TRECHO PARA LEITURA:
============================================================

Marcelo Ferraz
Décio Otoni de Almeida, André Caram

Marcelo Ferraz é arquiteto e presidente do Instituto Lina Bo e P.M. Bardi.

Fotos extraídas do livro "Arquitetura Rural na Serra da Mantiqueira", de Marcelo Ferraz.

Colaborou na entrevista o arquiteto Maurício Imenes

Gostaríamos que você nos falasse sobre o projeto de restauração do cento histórico de Salvador, visto que não se trata apenas de um trabalho de embelezamento arquitetônico, mas de cunho social e econômico.

O ideário desse projeto é pouco conhecido. O que a gente conhece está publicado num livro, só algumas formas resultantes de um projeto de arquitetura, ou seja a construção, restauração, um texto simples introdutório. Isso porque quando a gente estava trabalhando lá o objetivo não era estar divulgando as idéias e sim realizando um trabalho. Quando a Lina [Bo Bardi] foi chamada para equacionar a questão do centro histórico pelo prefeito de Salvador, o Lelé [João Filgueiras Lima] cuidava de toda a área de baixa renda de Salvador, encostas, lixo, transporte urbano, de modo que haviam dois pólos de atuação. A idéia foi fazer alguns projetos pontuais, que seriam todos eles projetos pilotos de atuação no centro histórico. A Casa do Benin, por exemplo, era uma das várias casas de representação de países ligados culturalmente à Bahia. Então viria a Casa de Angola, que agora está sendo feita, a Casa de Cuba, a Casa de Portugal, essa era uma maneira de ocupação de vários imóveis do centro histórico, que fazia parte do programa de uso, embaixadas culturais no centro histórico. A Casa do Olodum era um outro ponto forte de grupos organizados dentro do Pelourinho que podia participar de um programa de educação, sociabilização, ajuda comunitária e isso acontece com o Olodum hoje, eles têm várias casas, escola de música. A Ladeira da Misericórdia era o ponto principal, onde entrava a técnica de restauração.

============================================================

REGISTROS:
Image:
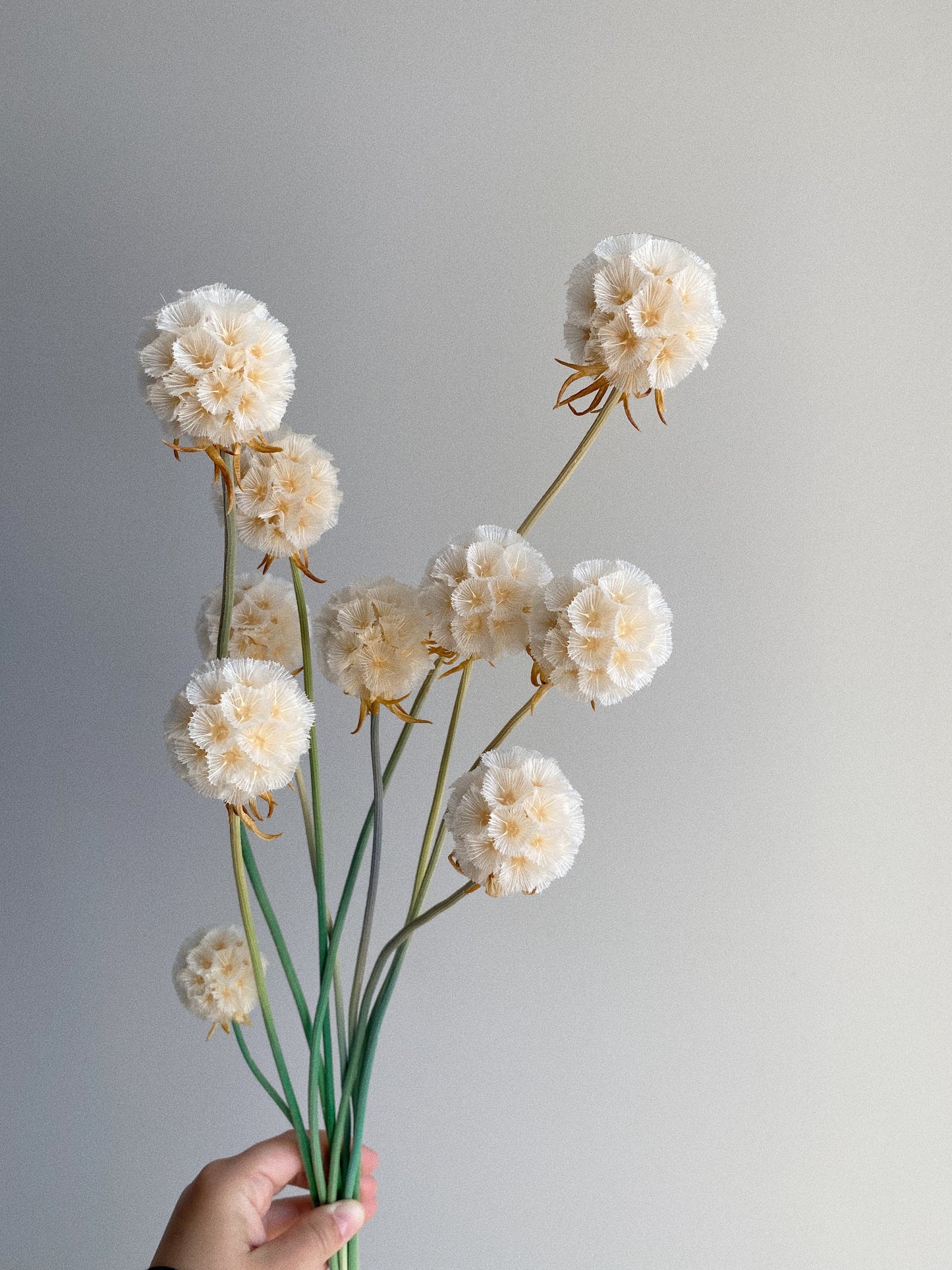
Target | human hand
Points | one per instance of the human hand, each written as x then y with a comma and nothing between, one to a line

============================================================

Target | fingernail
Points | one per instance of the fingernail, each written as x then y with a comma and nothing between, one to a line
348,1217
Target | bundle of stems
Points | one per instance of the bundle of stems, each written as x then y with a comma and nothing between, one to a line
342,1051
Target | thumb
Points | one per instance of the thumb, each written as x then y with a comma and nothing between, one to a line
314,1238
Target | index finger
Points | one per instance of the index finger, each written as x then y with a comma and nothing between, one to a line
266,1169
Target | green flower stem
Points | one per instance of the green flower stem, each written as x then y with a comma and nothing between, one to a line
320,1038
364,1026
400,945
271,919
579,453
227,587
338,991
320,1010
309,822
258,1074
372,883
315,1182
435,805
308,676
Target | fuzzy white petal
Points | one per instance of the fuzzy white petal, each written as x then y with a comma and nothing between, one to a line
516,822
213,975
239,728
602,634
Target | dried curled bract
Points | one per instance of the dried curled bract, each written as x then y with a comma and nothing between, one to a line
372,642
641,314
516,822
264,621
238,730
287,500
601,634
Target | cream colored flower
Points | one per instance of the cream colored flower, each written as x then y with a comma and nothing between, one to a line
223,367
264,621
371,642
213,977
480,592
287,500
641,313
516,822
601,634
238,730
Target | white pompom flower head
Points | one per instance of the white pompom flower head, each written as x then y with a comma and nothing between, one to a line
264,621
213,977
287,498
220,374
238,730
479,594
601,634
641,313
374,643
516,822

============================================================

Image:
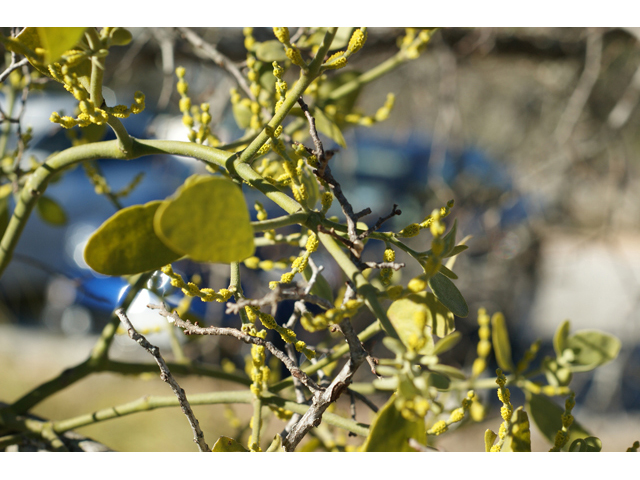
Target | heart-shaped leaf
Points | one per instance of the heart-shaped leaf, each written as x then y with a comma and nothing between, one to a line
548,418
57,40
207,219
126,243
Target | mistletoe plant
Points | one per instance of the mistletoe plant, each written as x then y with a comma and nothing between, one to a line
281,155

============================================================

OBJETIVO A:
Reescreva em forma de lista, de maneira mais breve, o parágrafo da entrevista que começa com "O ideário desse projeto é pouco conhecido", mantendo os fatos principais.
OBJETIVO B:
Segundo a entrevista, de qual instituto Marcelo Ferraz é presidente?

RESPOSTA ESCRITA A:
- O ideário do projeto é pouco conhecido. O que foi publicado é apenas um livro, com algumas formas resultantes e um texto introdutório, porque o objetivo era realizar o trabalho, não divulgar as ideias.
- Lina Bo Bardi foi chamada pelo prefeito de Salvador para tratar do centro histórico. Lelé (João Filgueiras Lima) cuidava da área de baixa renda, com encostas, lixo e transporte urbano.
- A ideia era fazer projetos pontuais, todos eles projetos pilotos no centro histórico.
- A Casa do Benin era uma das casas de representação de países ligados culturalmente à Bahia, junto com as Casas de Angola (agora em obras), de Cuba e de Portugal. Eram embaixadas culturais dentro do programa de uso dos imóveis.
- A Casa do Olodum servia a um programa de educação, sociabilização e ajuda comunitária. Hoje o Olodum tem várias casas e uma escola de música.
- A Ladeira da Misericórdia era o ponto principal, onde entrava a técnica de restauração.

RESPOSTA ESCRITA B:
Do Instituto Lina Bo e P.M. Bardi.